• Petunjuk Tugas:
Menurut teks tentang Naomi yang tersesat di Gunung Slamet, pukul berapa Naomi melihat sorotan cahaya senter?

TRIBUNJAKARTA.COM - Kisah Naomi Daviola Setyani (17) yang tersesat selama tiga hari di Gunung Slamet belum berakhir.
Awalnya, Naomi bercerita ditemani sang penolong yakni burung yang membawanya bertemu dengan Tim SAR.
Kemudian, siswi kelas XII SMK 3 Semarang hanya mengandalkan tiga potong roti untuk bertahan hidup di hutan Gunung Slamet.
Kini, ia menceritakan adanya cahaya misterius saat dirinya tersesat selama tiga hari di gunung tertinggi di Jawa Tengah sejak Minggu 6 Oktober 2024 hingga Selasa 8 Oktober 2024.
Kejadian itu terjadi pada Senin 7 Oktober 2024. Saat itu, Naomi memutuskan untuk beristirahan karena cuaca tidak memungkinkan sekira pukul 16.00 WIB.
Ia pun memutuskan untuk istirahat karena cuaca tidak memungkinkan sekira pukul 16.00 WIB.
Lalu, siswi yang aktif dalam kegiatan Pramuka itu melihat sorotan cahaya senter sekira pukul 20.00 WIB.
Namun, Naomi ragu sorotan cahaya tersebut apakah bersumber dari manusia atau bukan.
Ia pun memilih tidak berteriak dan menunggu hingga pagi.
"Sorotan itu manusia atau bukan. Takutnya saya teriak bukan manusia mengganggu sekitarnya. Saya memilih tidur dan menunggu pagi," kata Naomi.

• Baris Data:
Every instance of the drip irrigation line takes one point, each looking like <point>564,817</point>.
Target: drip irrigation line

• Hasil Latihan:
Sekira pukul 20.00 WIB.